How many of these are specific to the cloud? Very few!

To expand on this further, let’s look at different aspects of monitoring and see how these are impacted by the cloud:

The monitoring architecture: Conceivably, a business service could use applications, some of which could be hosted in one cloud (public cloud) and some others in another cloud (private cloud), and there may be stringent firewall rules prohibiting communication across these clouds except over standard ports, using standard protocols. Many of the large monitoring frameworks have been designed to use SNMP or other proprietary communication protocols and are ideal for monitoring in networks that are governed by a single domain. As services start to span multiple clouds and multiple domains of control, these single domain monitoring frameworks fail to function effectively.  Hence, if you are using one of the large management frameworks that have been architected decades ago, then yes – you need to consider a new approach for cloud monitoring!

In contrast, the next gen monitoring solutions like eG Enterprise have been designed ground up with multiple domains of control in mind. Administrators can choose between agent-based and agentless monitoring. All communications happen over standard web protocols HTTP/HTTPS, and the agents do not listen on any ports. Not only is this architecture secure, it also lends itself well for operating across cloud providers. Hence, if you are using a next gen monitoring solution like eG Enterprise, the advent of private and public clouds does not mandate an architectural change.

The metrics collected: Internal monitoring of the applications (by deploying agents to integrate with the application) still has value as it can provide additional details of malfunctioning applications (e.g., which SQL query is slow, or which Java method is taking time). The value of internal monitoring is not de-emphasized because you have moved the application to the cloud.

Prompt
Quote the passage on cloud monitoring, beginning at the words "In contrast, the" and stopping after the words "an architectural change.".

Records provided
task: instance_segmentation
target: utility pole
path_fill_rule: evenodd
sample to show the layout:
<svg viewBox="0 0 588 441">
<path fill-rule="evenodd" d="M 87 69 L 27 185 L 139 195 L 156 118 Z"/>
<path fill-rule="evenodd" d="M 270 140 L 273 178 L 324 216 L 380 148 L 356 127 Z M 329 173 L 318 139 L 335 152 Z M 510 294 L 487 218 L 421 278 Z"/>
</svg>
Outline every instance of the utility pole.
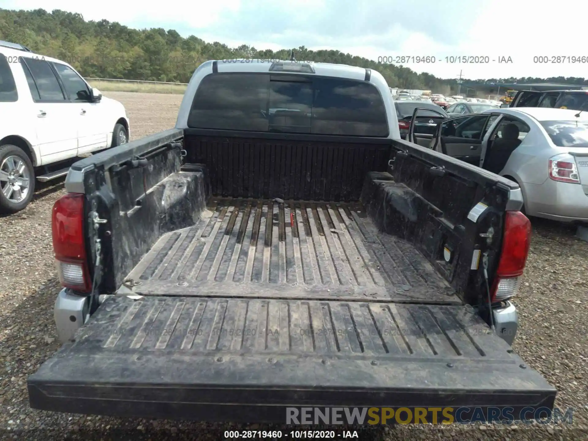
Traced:
<svg viewBox="0 0 588 441">
<path fill-rule="evenodd" d="M 462 91 L 462 83 L 463 82 L 463 81 L 462 79 L 462 70 L 460 69 L 459 78 L 457 79 L 457 84 L 459 85 L 457 86 L 457 95 L 460 95 L 460 92 Z"/>
</svg>

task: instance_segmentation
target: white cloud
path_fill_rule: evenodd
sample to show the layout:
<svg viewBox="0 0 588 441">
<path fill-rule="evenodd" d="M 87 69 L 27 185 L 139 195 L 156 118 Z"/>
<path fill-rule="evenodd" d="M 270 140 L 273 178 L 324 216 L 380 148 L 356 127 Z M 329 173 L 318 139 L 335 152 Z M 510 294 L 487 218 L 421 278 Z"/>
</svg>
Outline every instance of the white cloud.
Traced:
<svg viewBox="0 0 588 441">
<path fill-rule="evenodd" d="M 20 1 L 2 7 L 21 9 Z M 61 9 L 86 20 L 106 19 L 131 27 L 175 29 L 207 41 L 257 49 L 339 49 L 373 59 L 433 56 L 435 64 L 408 63 L 417 72 L 472 79 L 510 76 L 588 76 L 588 63 L 536 64 L 537 56 L 588 57 L 582 18 L 585 0 L 559 0 L 546 11 L 523 0 L 215 0 L 165 4 L 114 0 L 28 0 L 26 9 Z M 447 63 L 445 57 L 487 56 L 490 62 Z M 511 64 L 499 64 L 499 57 Z M 492 60 L 496 60 L 492 61 Z M 567 61 L 567 60 L 566 60 Z"/>
</svg>

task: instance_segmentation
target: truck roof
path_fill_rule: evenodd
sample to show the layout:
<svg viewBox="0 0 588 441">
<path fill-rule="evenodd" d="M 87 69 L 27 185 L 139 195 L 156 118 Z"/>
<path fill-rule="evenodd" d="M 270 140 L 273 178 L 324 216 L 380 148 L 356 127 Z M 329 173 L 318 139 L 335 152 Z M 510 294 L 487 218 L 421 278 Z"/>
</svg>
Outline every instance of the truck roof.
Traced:
<svg viewBox="0 0 588 441">
<path fill-rule="evenodd" d="M 0 54 L 4 56 L 24 56 L 27 58 L 44 59 L 46 61 L 52 61 L 57 63 L 61 63 L 62 64 L 64 64 L 63 61 L 59 60 L 57 58 L 53 58 L 51 56 L 41 55 L 41 54 L 36 54 L 36 52 L 34 52 L 32 51 L 26 51 L 25 49 L 16 49 L 12 47 L 9 47 L 8 46 L 2 45 L 1 43 L 2 42 L 0 41 Z M 65 63 L 65 64 L 67 64 L 67 63 Z"/>
<path fill-rule="evenodd" d="M 270 72 L 270 68 L 275 63 L 282 63 L 285 66 L 302 66 L 304 65 L 310 65 L 315 71 L 315 75 L 325 76 L 336 76 L 349 79 L 369 80 L 371 76 L 372 71 L 365 68 L 359 68 L 357 66 L 349 66 L 345 64 L 335 64 L 333 63 L 315 63 L 305 60 L 281 60 L 276 58 L 229 58 L 228 59 L 215 60 L 203 63 L 201 65 L 211 63 L 213 65 L 213 71 L 218 72 Z M 277 72 L 276 72 L 277 73 Z M 282 71 L 279 73 L 308 74 L 308 72 L 296 72 L 295 71 Z"/>
</svg>

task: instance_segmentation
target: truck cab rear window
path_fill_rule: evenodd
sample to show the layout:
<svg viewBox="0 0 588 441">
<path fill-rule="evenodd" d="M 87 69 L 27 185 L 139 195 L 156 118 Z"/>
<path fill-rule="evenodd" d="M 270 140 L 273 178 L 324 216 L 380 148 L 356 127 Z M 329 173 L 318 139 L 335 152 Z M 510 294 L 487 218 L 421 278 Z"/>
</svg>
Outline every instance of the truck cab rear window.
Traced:
<svg viewBox="0 0 588 441">
<path fill-rule="evenodd" d="M 541 125 L 559 147 L 588 147 L 588 122 L 541 121 Z"/>
<path fill-rule="evenodd" d="M 0 102 L 12 102 L 17 99 L 18 93 L 8 60 L 4 54 L 0 54 Z"/>
<path fill-rule="evenodd" d="M 193 128 L 385 138 L 384 102 L 373 85 L 340 78 L 216 74 L 196 91 Z"/>
</svg>

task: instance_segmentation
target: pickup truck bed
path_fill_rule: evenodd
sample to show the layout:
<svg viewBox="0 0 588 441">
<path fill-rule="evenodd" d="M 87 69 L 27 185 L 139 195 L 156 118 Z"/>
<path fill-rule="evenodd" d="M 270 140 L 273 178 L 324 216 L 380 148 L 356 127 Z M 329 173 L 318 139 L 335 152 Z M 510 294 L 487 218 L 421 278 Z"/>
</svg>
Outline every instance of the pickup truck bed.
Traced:
<svg viewBox="0 0 588 441">
<path fill-rule="evenodd" d="M 462 303 L 359 202 L 211 198 L 195 225 L 162 236 L 126 286 L 144 295 Z"/>
<path fill-rule="evenodd" d="M 228 154 L 246 139 L 198 136 L 169 131 L 72 168 L 68 190 L 108 219 L 89 230 L 106 295 L 29 377 L 32 407 L 283 422 L 288 406 L 553 406 L 477 313 L 472 256 L 492 252 L 481 234 L 502 228 L 514 183 L 368 139 L 300 141 L 283 168 L 309 169 L 286 174 L 270 154 L 285 141 L 266 139 L 250 181 Z M 318 166 L 329 149 L 365 159 Z M 322 183 L 303 188 L 310 176 Z M 473 221 L 480 201 L 490 209 Z"/>
<path fill-rule="evenodd" d="M 280 422 L 286 406 L 553 405 L 553 390 L 460 306 L 108 298 L 29 378 L 33 407 Z"/>
</svg>

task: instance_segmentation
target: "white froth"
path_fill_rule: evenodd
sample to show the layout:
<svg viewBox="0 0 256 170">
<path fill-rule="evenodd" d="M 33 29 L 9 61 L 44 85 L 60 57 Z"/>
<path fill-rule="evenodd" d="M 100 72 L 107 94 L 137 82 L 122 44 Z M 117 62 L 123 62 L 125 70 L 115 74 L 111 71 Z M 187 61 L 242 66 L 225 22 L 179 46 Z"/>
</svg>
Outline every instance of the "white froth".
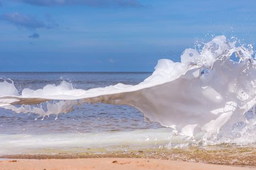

Response to the exercise
In contrast, the next gen monitoring solutions like eG Enterprise have been designed ground up with multiple domains of control in mind. Administrators can choose between agent-based and agentless monitoring. All communications happen over standard web protocols HTTP/HTTPS, and the agents do not listen on any ports. Not only is this architecture secure, it also lends itself well for operating across cloud providers. Hence, if you are using a next gen monitoring solution like eG Enterprise, the advent of private and public clouds does not mandate an architectural change.